OBIETTIVO: Scrivi il seguito dell'articolo sull'opera scientifica di Goethe, partendo subito dopo la sua ultima frase.

E’ evidente che per rispondere a domande di questo tipo non basta un’esplorazione esterna e formale della sua opera; è invece necessario chiamare in causa una prospettiva di profondità, sempre che con essa si voglia concepire un modo particolare di filosofare e cioè un filosofare interessato a “toccare” la vita e non soltanto a discutere intorno ad essa.
Le tesi che oggi considerano la produzione di Goethe come un insieme sono finalmente maggiori rispetto a quelle che si ostinano a ritenere la sua opera scientifica come opera di second’ordine, priva di dignità scientifica, e ascrivibile nell’orbita di quella Naturphilosohie idealistico-romantica, in cui si cimentavano gli eruditi dell’epoca. Vittorio Mathieu ha recentemente sottoscritto questa tendenza con il suo interessante libro Goethe e il suo diavolo custode in cui riconosce al nostro autore una rilevante portata filosofica nella concezione della natura e del cosmo[4]. Ciò non di meno, lo sbarramento che fino ad oggi ha osteggiato questa tendenza ha sicuramente contribuito a rallentare la comprensione dell’orizzonte intellettuale goethiano e ciò principalmente per il fatto che l’osservazione della natura e l’indagine scientifica, hanno impegnato il poeta di Weimar per gran parte della sua vita e sono forse da considerarsi come le attività principali, sulle quali gravita la quasi totalità dei suoi interessi. Per mettere nel giusto rilievo questo punto potremmo paragonare il destino letterario del nostro poeta a quello di un altro grande personaggio, L. Tolstoij, di cui è quasi totalmente ignorata invece l’opera religiosa. A detta dello stesso Tolstoij, le sue opere narrative erano da lui ritenute trascurabili rispetto agli scritti a carattere religioso e filosofico:
“Gli uomini, che mi odiano per le loro opinioni quasi-religiose che io ho distrutto, mi amano per quelle sciocchezze (Guerra e pace e simili), che sembrano loro importanti» (Diari, 6 dicembre 1908). [Tolstoij] Riteneva infatti che quelle opere narrative fossero servite solo ad attirare l’attenzione su quanto avrebbe scritto dopo. E soleva dire, scherzando, che le sue vecchie opere erano tutte chiacchiere da imbonitore da fiera davanti al baraccone e che servivano unicamente ad attirare la gente, là dove sarebbe stato mostrato qualcosa di ben diverso. (Sklovshij, Op. cit. p. 558)”.[5]
Gli scritti scientifici di Goethe sono quindi da considerarsi come parte integrante di un intero, e come tali sono imprescindibili per la completa comprensione della sua opera. Anzi, il versante scientifico si presenta come polo esperenziale di quella medesima aspirazione conoscitiva che si ritrova anche alla base delle concezioni proprie dei trattati letterari, i quali, a loro volta, si palesano come una rivisitazione di dottrine a carattere prettamente ermetico, completando così il quadro dinamico di una specifica cognizione del mondo. Infatti, la dottrina che sta alla base del primo gruppo di lavori non è in sostanza dissimile da quello che si ritrova nel secondo: in entrambi domina come esigenza principale quella di conoscere “Was die Welt im innersten zusammenhält”, ossia ciò che nel suo intimo tiene insieme il mondo.[6] Di particolare rilievo è questo “im innersten”, questa “intimità” e profondità del dato mondano il cui rimando alla radice ontologica è del tutto evidente. Basterebbe questo breve verso del Urfaust per riconoscere il Grundton della ricerca goethiana e per quale cammino essa si instradi.

MATERIALE ESTRATTO:
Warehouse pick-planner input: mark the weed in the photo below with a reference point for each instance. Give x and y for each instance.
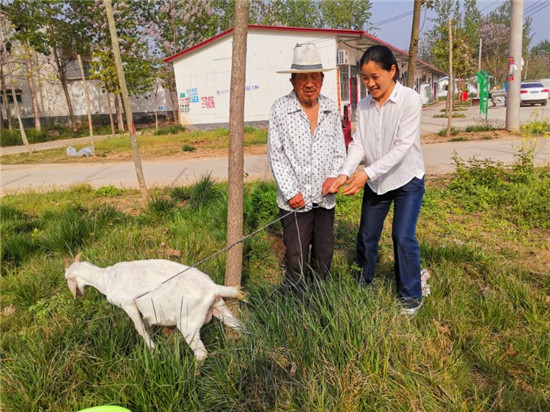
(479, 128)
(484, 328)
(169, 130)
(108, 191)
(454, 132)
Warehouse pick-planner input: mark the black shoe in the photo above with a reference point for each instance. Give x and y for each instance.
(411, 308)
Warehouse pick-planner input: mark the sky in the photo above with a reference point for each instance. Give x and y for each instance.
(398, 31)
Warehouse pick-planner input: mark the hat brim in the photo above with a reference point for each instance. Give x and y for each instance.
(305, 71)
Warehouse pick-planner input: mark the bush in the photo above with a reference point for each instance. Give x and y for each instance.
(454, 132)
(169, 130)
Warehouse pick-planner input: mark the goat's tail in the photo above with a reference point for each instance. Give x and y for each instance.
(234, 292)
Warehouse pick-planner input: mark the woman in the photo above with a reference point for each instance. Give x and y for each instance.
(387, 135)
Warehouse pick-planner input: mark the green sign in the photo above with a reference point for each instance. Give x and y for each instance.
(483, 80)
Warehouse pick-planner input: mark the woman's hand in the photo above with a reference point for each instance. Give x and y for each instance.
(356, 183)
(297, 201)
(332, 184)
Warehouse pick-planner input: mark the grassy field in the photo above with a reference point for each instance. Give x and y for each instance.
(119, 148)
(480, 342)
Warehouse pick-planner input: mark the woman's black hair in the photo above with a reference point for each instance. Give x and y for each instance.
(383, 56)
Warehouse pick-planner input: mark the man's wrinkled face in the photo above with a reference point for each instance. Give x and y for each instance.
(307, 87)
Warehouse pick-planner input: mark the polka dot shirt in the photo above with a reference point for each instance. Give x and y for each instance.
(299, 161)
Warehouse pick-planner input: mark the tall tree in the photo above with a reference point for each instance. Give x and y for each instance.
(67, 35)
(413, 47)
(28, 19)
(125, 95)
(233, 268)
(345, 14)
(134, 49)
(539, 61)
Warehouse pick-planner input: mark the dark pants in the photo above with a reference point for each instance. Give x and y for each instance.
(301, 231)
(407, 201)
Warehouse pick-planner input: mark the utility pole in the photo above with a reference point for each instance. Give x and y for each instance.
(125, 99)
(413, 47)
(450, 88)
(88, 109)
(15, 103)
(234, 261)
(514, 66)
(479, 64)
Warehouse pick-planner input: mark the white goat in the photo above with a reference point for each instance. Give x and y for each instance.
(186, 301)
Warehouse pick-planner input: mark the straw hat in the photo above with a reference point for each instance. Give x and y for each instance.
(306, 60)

==

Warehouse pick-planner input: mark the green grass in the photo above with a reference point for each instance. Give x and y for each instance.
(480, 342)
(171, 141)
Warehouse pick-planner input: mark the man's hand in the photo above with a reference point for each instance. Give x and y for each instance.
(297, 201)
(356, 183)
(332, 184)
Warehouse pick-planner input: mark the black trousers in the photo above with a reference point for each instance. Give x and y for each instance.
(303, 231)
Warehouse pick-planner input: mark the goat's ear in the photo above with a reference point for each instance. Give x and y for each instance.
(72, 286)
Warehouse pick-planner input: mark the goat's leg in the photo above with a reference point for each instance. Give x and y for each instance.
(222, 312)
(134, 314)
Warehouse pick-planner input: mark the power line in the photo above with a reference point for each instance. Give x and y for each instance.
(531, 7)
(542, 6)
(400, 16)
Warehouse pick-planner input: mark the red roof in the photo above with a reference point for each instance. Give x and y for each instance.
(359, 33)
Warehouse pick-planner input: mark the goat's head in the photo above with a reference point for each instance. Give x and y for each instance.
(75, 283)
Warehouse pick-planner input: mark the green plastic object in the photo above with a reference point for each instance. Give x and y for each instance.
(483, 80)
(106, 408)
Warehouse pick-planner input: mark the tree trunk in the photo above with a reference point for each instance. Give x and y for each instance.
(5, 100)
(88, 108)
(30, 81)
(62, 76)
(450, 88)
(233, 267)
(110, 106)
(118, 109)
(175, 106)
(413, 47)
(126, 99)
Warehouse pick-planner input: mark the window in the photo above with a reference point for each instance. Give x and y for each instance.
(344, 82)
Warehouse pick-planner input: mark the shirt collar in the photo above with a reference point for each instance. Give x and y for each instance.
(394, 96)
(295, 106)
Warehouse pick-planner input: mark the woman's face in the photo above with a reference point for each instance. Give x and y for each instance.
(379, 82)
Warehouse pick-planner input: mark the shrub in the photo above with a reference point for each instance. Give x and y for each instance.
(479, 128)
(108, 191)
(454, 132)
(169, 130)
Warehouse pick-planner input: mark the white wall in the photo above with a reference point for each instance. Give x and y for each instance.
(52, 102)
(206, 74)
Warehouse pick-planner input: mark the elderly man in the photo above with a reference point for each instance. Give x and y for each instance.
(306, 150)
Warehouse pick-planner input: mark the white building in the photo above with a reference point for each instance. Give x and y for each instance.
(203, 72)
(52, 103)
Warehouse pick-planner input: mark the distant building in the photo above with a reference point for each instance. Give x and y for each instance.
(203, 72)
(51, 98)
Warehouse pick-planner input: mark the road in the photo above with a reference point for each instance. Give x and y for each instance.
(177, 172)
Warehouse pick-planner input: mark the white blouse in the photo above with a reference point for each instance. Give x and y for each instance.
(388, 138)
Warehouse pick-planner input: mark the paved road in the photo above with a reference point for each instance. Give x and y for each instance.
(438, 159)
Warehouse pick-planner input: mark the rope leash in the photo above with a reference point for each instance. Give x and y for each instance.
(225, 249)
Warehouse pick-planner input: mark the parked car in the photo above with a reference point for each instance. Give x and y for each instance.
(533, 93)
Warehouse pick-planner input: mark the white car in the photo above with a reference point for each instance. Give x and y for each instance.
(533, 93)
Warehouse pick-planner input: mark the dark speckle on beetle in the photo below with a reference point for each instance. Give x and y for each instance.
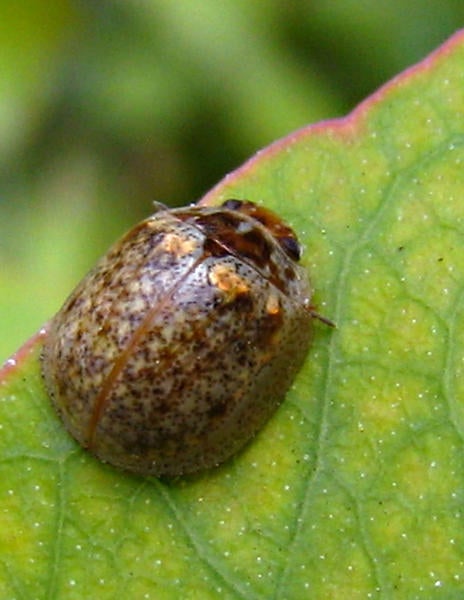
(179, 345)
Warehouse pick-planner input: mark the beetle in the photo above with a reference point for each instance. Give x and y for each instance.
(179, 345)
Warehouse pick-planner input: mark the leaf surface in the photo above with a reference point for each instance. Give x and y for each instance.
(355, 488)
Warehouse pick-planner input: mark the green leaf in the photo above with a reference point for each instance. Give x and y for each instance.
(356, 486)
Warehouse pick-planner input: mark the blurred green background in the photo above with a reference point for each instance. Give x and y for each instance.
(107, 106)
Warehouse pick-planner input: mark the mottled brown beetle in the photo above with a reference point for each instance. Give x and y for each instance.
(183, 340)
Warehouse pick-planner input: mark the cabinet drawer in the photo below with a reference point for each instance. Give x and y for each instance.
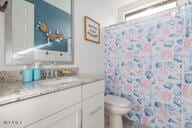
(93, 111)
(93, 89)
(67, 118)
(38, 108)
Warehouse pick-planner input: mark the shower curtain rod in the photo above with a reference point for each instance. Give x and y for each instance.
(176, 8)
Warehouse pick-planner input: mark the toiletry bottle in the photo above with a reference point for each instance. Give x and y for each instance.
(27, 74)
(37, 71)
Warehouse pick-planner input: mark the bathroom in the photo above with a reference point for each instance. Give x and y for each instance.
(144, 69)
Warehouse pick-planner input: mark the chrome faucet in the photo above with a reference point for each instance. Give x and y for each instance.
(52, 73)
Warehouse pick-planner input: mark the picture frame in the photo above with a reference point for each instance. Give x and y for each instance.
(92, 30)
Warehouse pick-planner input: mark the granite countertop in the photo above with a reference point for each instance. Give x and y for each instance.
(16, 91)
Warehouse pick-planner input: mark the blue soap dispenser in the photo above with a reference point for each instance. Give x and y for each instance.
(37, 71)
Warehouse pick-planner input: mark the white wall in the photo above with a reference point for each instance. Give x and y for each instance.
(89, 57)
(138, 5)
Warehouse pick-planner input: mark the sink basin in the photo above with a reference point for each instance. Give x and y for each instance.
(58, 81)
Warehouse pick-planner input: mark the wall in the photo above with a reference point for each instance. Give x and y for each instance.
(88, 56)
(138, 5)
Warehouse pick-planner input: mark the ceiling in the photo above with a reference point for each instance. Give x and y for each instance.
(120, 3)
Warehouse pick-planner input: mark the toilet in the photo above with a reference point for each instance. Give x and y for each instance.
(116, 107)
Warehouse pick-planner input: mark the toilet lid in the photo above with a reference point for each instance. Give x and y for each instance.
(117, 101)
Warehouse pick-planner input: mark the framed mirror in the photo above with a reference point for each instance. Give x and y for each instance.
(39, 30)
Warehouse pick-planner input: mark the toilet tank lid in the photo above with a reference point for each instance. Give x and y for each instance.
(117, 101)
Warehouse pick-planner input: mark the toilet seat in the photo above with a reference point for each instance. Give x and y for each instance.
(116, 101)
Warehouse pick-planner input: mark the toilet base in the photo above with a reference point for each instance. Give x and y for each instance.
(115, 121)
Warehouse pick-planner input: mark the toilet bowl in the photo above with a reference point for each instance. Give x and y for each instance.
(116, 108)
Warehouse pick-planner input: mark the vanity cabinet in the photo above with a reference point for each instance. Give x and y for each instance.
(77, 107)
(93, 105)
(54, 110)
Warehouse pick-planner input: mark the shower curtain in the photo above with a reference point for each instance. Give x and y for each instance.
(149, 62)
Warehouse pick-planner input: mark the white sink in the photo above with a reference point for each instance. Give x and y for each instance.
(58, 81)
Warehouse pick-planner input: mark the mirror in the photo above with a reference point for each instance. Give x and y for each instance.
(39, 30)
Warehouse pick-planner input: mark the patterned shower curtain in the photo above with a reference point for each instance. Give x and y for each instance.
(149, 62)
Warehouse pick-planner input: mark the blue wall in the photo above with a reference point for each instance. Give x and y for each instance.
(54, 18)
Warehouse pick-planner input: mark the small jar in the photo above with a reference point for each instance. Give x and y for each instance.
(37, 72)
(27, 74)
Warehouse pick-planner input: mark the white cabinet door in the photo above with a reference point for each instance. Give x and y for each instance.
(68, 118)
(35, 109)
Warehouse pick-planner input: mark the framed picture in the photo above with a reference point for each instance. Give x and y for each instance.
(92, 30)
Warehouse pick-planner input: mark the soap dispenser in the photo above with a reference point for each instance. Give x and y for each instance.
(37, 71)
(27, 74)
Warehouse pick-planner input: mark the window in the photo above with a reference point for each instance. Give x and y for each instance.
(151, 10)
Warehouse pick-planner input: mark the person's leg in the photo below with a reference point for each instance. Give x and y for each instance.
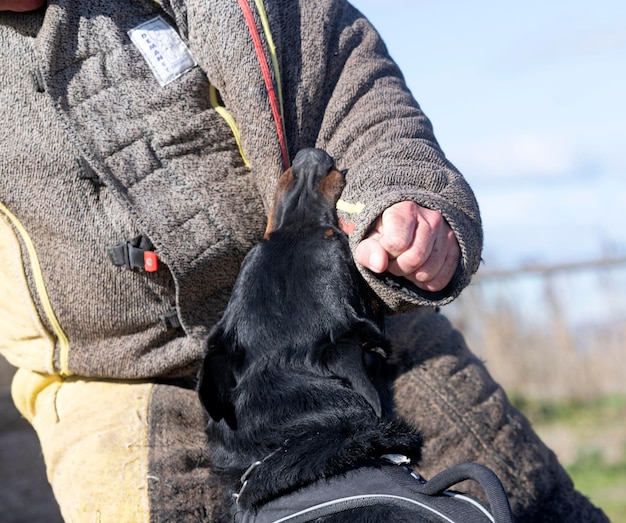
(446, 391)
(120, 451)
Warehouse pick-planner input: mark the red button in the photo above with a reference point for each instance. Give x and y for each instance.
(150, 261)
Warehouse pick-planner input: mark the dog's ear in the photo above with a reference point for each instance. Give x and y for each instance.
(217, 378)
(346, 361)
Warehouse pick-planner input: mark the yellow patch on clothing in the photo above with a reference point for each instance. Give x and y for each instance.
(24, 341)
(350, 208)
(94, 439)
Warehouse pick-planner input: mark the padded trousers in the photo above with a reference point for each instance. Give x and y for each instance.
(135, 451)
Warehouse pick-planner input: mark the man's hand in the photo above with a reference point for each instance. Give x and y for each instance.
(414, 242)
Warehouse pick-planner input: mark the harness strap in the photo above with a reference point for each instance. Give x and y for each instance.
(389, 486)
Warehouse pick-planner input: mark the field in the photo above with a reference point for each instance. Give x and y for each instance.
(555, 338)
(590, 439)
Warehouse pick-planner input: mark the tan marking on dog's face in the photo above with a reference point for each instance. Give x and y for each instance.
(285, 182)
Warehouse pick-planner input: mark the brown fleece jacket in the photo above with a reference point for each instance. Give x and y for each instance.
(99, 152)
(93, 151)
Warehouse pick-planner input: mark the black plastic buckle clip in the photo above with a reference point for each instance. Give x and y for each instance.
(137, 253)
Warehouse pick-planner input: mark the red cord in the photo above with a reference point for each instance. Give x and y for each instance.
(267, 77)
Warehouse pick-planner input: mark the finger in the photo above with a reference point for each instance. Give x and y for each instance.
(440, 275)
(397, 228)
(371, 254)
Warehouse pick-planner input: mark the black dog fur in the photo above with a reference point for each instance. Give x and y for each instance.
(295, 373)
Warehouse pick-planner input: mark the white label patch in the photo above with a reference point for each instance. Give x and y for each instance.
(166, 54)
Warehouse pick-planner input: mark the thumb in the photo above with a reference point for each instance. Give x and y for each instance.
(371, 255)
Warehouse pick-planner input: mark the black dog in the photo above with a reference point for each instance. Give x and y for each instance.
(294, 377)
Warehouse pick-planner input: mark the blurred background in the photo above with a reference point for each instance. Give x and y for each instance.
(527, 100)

RISPOSTA:
Un altro punto importante per il tema della nostra indagine è il ricorrente riferimento di Goethe alla dottrina della sympatheia universale delle cose, secondo cui legami misteriosi uniscono e collegano tutti gli elementi del cosmo, inanimato e animato. Pensiamo per esempio alle Affinità elettive e come in questo scritto siano già presenti le idee fondamentali che egli aveva della scienza alchimica.
Il pensiero goethiano ha sicuramente degli antecedenti nella filosofia presocratica, non manca a questo proposito la testimonianza dei libri nella sua vasta biblioteca di Weimar, oltre alle indicazioni sulle letture che lui stesso ci ha lasciato nella sua opera biografica Dichtung und Wharheit. Queste indicazioni ci informano però solo in minima parte sul grado di approfondimento con cui Goethe si è avvicinato alle differenti correnti che ha esplorato. Per saperne di più è necessario ricavare direttamente dalla lettura delle sue pagine le fonti da cui può aver attinto, cercando di dare così un volto al tessuto dottrinale che si intravede in controluce.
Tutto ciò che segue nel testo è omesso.